### [TASK TO CARRY OUT]
Set down every record exactly as it appears.

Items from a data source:
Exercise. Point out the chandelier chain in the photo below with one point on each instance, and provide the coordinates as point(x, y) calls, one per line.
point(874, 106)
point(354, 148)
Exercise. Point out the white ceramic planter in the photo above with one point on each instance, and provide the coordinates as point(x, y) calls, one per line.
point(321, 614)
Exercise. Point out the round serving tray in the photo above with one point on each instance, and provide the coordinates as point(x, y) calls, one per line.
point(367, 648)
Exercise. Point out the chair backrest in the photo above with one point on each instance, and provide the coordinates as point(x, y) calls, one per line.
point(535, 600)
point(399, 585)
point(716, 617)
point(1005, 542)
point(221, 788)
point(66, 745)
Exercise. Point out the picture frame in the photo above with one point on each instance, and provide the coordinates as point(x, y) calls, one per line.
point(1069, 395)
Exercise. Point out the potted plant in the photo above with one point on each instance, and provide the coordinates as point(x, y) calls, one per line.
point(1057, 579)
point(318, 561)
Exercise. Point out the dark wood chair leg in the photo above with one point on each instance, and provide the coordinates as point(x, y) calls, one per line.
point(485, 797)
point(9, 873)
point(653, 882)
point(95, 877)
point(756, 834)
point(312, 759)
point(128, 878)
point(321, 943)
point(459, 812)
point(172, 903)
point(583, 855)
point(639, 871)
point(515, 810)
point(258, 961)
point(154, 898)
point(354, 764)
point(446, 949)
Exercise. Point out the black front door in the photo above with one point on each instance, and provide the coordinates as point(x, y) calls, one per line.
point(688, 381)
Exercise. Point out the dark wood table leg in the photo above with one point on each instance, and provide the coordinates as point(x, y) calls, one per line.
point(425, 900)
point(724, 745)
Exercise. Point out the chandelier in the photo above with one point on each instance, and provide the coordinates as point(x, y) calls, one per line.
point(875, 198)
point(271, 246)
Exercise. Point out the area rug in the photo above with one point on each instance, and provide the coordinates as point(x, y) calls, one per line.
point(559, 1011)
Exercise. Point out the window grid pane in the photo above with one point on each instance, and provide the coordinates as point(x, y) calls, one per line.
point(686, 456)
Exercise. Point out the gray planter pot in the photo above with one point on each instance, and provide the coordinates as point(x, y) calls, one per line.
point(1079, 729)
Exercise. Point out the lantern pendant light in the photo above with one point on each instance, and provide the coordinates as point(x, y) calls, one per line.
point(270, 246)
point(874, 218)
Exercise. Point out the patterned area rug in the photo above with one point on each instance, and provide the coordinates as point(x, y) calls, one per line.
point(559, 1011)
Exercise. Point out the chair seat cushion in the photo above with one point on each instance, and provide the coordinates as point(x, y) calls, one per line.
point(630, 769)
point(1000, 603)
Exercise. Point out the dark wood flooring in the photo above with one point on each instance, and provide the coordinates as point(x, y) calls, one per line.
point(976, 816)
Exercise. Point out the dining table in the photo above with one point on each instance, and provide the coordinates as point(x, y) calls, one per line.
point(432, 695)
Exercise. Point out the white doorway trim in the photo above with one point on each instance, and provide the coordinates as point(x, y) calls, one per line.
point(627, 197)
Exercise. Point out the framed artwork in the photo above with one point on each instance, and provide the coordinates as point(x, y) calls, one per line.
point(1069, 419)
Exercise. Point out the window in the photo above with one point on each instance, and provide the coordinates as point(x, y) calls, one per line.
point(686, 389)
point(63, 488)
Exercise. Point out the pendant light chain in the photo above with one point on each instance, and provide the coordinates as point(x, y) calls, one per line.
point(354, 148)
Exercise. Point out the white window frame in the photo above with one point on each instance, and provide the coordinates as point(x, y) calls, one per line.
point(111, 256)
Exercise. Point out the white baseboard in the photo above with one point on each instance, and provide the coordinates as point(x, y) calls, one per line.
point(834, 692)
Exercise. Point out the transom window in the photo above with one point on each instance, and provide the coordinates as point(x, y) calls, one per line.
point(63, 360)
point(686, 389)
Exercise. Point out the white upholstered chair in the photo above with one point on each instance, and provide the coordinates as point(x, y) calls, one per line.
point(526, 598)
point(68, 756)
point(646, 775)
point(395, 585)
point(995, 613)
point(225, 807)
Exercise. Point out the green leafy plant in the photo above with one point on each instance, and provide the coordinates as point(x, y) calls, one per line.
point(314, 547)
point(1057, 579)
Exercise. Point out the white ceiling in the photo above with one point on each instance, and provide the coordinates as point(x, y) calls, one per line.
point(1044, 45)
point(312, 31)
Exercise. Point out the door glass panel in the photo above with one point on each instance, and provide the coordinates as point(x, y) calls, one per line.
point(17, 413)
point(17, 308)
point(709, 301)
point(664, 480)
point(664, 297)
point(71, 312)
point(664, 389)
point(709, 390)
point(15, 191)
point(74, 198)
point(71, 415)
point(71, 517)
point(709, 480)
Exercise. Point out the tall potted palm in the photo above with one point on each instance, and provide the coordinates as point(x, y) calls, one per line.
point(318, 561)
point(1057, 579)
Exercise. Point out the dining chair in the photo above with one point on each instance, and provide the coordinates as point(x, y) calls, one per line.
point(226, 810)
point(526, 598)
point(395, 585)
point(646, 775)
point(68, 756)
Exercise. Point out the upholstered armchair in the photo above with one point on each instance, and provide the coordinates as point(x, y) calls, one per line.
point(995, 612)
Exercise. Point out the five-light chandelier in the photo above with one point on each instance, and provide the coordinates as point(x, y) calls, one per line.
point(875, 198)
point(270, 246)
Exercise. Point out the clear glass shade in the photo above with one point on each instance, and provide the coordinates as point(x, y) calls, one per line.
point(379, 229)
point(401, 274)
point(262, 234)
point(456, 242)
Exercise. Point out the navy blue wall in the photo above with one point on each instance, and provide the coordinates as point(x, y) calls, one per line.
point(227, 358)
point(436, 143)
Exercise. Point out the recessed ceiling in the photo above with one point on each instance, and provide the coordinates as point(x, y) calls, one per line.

### [TASK SOLUTION]
Exercise. Point out the chandelier chain in the photo below with one point on each instance, and provide the coordinates as point(x, y) calls, one per line.
point(874, 106)
point(354, 148)
Exercise. Point out the white ceramic planter in the photo above with one point on each instance, and provide the coordinates as point(x, y) calls, one per line.
point(321, 614)
Exercise. Point out the round serving tray in the photo above with one point on each instance, and provide the coordinates as point(x, y) calls, one per line.
point(367, 648)
Exercise. Point out the chair backrest in the photo above with one point on each instance, and provide the coordinates as point(x, y) calls, one per line.
point(535, 600)
point(399, 585)
point(716, 617)
point(1005, 542)
point(221, 788)
point(66, 745)
Exercise. Point out the picture frame in the photo above with one point on each instance, and provide the coordinates as point(x, y) calls, one per line.
point(1069, 395)
Exercise. Point out the potted plant in the photo above with one point on each instance, and provide the coordinates as point(x, y) calls, one per line.
point(1057, 579)
point(318, 561)
Exercise. Point out the dark wood chair leg in the photo above with one point on each instance, and provide the coordinates as point(x, y) calls, one per line.
point(485, 797)
point(9, 873)
point(653, 882)
point(95, 877)
point(756, 834)
point(312, 759)
point(128, 878)
point(321, 943)
point(459, 812)
point(172, 903)
point(583, 855)
point(639, 871)
point(515, 810)
point(258, 961)
point(154, 898)
point(354, 764)
point(446, 949)
Exercise. Point out the black front door in the photo above with one point on each instance, and provide the coordinates as point(x, y) calls, one per line.
point(688, 381)
Exercise. Point out the dark wood table leg in the photo above with one point on each instance, and provide the coordinates as point(x, y) calls, one per line.
point(425, 900)
point(724, 745)
Exercise. Point out the chandelier in the photo above with one point on each instance, and provide the coordinates as point(x, y) calls, one per line.
point(875, 198)
point(271, 246)
Exercise. Point out the area rug in the photo above with one point on each instance, and provide the coordinates as point(x, y) calls, one per line.
point(559, 1011)
Exercise. Point out the window grid pane in the photo above with one point on each instance, and provide the coordinates as point(x, y) calls, one per line.
point(686, 456)
Exercise. Point out the gray planter pot in the photo above with one point on each instance, and provide the coordinates as point(x, y) calls, one per line.
point(1079, 729)
Exercise. Point out the lantern pendant light in the photo above with one point on each instance, and provide the coordinates as point(x, y) calls, one per line.
point(270, 246)
point(874, 218)
Exercise. Point out the patterned area rug in the photo above with one point on each instance, and provide the coordinates as point(x, y) calls, one per line.
point(559, 1011)
Exercise. Point out the chair seat cushion in the photo above with one point on each instance, and provide the coordinates as point(x, y) calls, one per line.
point(630, 769)
point(1000, 603)
Exercise. Point out the dark wood flooring in the photo above with one point on each instance, and provide the coordinates as point(x, y) calls, one per line.
point(976, 816)
Exercise. Point out the dining table in the photo above with one point on each instance, and provide the coordinates as point(x, y) calls, one per line.
point(432, 695)
Exercise. Point out the white doorway trim in the photo above with one point on each instance, and provide the coordinates as point(x, y) calls, one per line.
point(627, 197)
Exercise. Point out the framed artwork in the photo above with one point on each instance, and provide the coordinates as point(x, y) calls, one per line.
point(1069, 419)
Exercise. Point out the window in the photo above with one point on each instance, and provide the coordinates as point(x, y) calls, one per line.
point(686, 389)
point(63, 488)
Exercise. Point out the pendant light chain in the photo above with one point on each instance, and provide the coordinates as point(x, y) calls, one per line.
point(354, 148)
Exercise. Point out the white window frame in the photo above with one point on each instance, and provide the coordinates as point(x, y) calls, one per line.
point(111, 256)
Exercise. Point out the white baseboard in the photo above with one point on each instance, and provide the coordinates as point(x, y) calls, one per line.
point(834, 692)
Exercise. Point out the transom window in the photo above with one point on each instance, and provide the coordinates as point(x, y) calls, one per line.
point(63, 360)
point(686, 389)
Exercise. Point out the white upholstered chair in the photo above with one point on each instance, and provide the coordinates as point(x, y) calls, one per line.
point(526, 598)
point(68, 756)
point(646, 775)
point(395, 585)
point(995, 613)
point(225, 807)
Exercise. Point out the green leafy plant in the photo above with one point on each instance, and provide the coordinates as point(x, y) calls, one per line.
point(314, 547)
point(1057, 579)
Exercise. Point out the white ceiling in the photo above with one point on each instance, and provide the coordinates as point(x, y) calls, one per line.
point(1044, 45)
point(312, 31)
Exercise. Point out the door glass panel in the photo above with one point on each instance, and provide the coordinates as point(x, y) calls, one per line.
point(17, 413)
point(17, 308)
point(709, 301)
point(664, 480)
point(664, 297)
point(71, 312)
point(664, 389)
point(709, 390)
point(15, 191)
point(74, 198)
point(71, 415)
point(71, 517)
point(709, 480)
Exercise. Point out the tall potted palm in the photo above with one point on each instance, and provide the coordinates as point(x, y) calls, one per line.
point(318, 561)
point(1057, 579)
Exercise. Point out the dining chair in the photo above with one point on each instance, and provide the coordinates as point(x, y) calls, one per line.
point(226, 810)
point(526, 598)
point(395, 585)
point(646, 775)
point(68, 756)
Exercise. Point out the upholstered armchair in the photo above with one point on each instance, and provide the coordinates as point(x, y) calls, one per line.
point(995, 612)
Exercise. Point out the five-light chandelier in the photo above with one point on each instance, and provide the coordinates as point(x, y) calls, one per line.
point(875, 198)
point(270, 246)
Exercise. Point out the clear glass shade in the photo above with one point on each instance, and provide the coordinates as point(x, y) calls, one per line.
point(379, 229)
point(401, 274)
point(262, 234)
point(456, 242)
Exercise. Point out the navy blue wall in the photo above with one point on each instance, and provide the coordinates as point(x, y) calls, one per line.
point(227, 358)
point(436, 143)
Exercise. Point out the recessed ceiling in the photo above with one point on each instance, and provide the coordinates as point(x, y) calls, one per line.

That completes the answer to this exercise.